The Cosmic Background Radiation

 

 

We are not through with our bashing of the astronomical community.  The saga of the Cosmic Background Radiation is another in the “If we can convince the National Science Foundation that this is a real problem, we will have jobs for years” lists.  This story ranks right up there with the search for missing mass as one of the biggest boondoggles in modern scientific history.

 

Discovering the Cosmic Background Radiation

 

The story of the discovery and subsequent investigations into the Cosmic Background Radiation (CBR) by astronomers is one of the most telling sagas of the inflexibility in thinking of our astronomical community.  If it were not for the fact that billions of dollars have been spent researching this subject it would be a pathetic chapter in scientific endeavors.  As it is, it illustrates why there are constant frustrations for those who take exception to the flow of modern astronomical research.

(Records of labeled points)
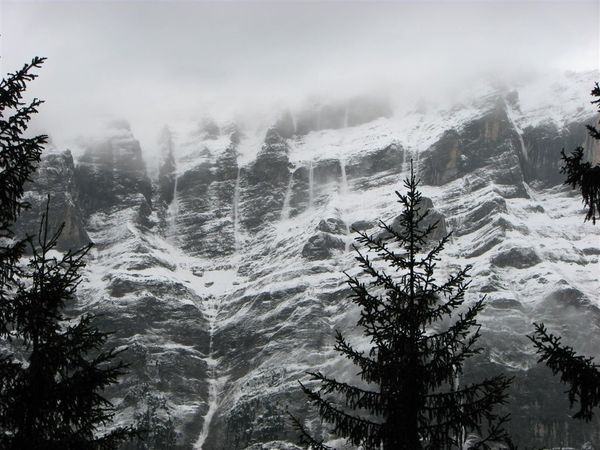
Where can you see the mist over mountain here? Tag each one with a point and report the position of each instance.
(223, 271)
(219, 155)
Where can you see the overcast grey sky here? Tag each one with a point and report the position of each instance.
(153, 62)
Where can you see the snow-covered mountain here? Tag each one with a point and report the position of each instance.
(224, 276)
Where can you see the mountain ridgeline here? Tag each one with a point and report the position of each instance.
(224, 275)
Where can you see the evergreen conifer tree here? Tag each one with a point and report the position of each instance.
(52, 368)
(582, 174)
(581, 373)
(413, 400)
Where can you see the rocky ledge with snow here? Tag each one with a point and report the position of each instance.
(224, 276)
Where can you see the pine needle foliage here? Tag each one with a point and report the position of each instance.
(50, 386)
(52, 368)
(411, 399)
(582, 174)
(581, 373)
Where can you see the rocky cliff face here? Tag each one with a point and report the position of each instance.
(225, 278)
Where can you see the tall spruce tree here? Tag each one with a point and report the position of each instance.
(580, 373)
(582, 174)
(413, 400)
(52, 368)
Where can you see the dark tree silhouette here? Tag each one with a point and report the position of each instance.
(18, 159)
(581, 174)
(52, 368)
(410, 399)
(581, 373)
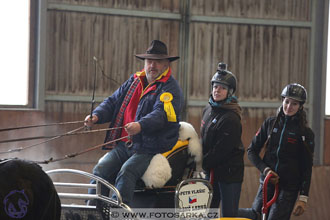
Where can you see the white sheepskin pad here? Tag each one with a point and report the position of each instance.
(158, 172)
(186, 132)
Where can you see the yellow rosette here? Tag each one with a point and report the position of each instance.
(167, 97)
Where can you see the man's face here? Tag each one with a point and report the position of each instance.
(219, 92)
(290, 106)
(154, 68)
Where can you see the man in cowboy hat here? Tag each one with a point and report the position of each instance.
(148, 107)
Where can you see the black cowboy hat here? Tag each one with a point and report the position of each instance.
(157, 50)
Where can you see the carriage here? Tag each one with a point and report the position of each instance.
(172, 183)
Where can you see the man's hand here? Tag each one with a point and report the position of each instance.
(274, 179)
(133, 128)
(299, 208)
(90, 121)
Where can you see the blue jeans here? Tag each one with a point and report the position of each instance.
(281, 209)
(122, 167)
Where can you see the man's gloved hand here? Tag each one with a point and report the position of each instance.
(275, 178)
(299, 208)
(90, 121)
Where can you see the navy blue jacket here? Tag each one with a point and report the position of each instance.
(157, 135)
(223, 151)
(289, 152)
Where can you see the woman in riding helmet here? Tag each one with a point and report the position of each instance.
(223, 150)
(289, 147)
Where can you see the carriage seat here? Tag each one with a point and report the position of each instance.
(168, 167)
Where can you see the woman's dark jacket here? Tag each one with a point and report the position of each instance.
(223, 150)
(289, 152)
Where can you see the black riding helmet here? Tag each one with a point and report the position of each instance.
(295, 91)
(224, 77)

==

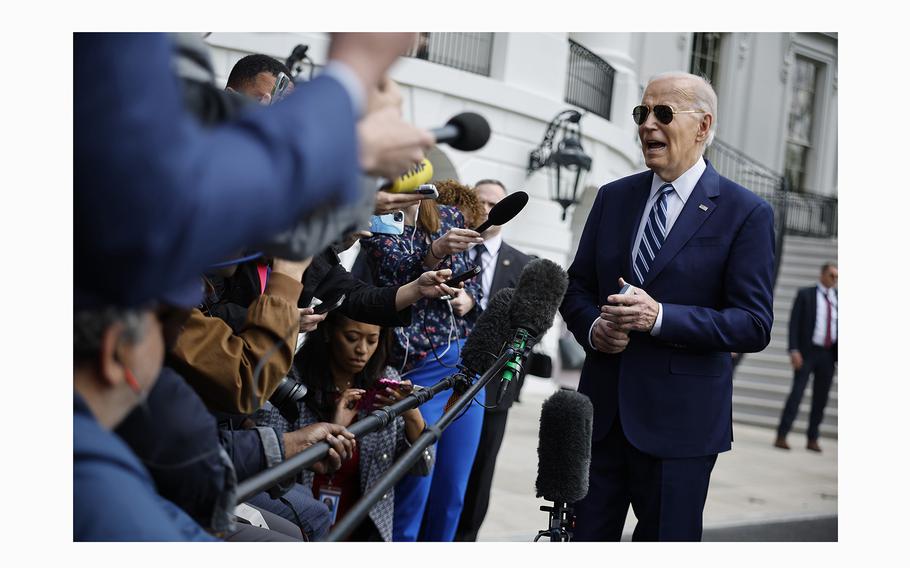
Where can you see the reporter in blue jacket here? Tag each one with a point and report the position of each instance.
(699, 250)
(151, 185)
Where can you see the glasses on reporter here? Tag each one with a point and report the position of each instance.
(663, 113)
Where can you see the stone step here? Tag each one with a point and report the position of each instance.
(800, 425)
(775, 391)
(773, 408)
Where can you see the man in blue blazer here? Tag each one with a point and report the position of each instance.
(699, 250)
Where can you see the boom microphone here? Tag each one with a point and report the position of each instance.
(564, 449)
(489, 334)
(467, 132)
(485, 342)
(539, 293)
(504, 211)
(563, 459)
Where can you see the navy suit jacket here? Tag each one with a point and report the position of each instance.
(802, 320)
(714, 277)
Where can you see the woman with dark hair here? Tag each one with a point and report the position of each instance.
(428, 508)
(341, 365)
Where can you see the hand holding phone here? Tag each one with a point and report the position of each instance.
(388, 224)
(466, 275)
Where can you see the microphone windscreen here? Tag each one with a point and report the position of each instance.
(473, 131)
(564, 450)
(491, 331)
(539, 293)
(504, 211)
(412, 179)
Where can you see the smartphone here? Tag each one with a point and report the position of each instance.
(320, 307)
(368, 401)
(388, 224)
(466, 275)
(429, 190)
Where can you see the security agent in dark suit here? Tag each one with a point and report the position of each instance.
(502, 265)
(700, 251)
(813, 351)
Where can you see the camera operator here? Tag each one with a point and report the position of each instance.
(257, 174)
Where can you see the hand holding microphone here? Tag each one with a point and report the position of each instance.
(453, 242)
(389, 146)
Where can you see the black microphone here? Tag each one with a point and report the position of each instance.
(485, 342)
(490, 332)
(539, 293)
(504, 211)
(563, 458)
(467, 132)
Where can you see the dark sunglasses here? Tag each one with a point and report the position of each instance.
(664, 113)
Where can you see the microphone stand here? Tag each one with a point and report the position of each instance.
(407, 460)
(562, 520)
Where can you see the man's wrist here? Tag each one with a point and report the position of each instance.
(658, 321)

*To do*
List each sentence in the opening paragraph of the passage on the Cosmic Background Radiation, which begins "We are not through", one per line.

*Result*
We are not through with our bashing of the astronomical community.
The saga of the Cosmic Background Radiation is another in the “If we can convince the National Science Foundation that this is a real problem, we will have jobs for years” lists.
This story ranks right up there with the search for missing mass as one of the biggest boondoggles in modern scientific history.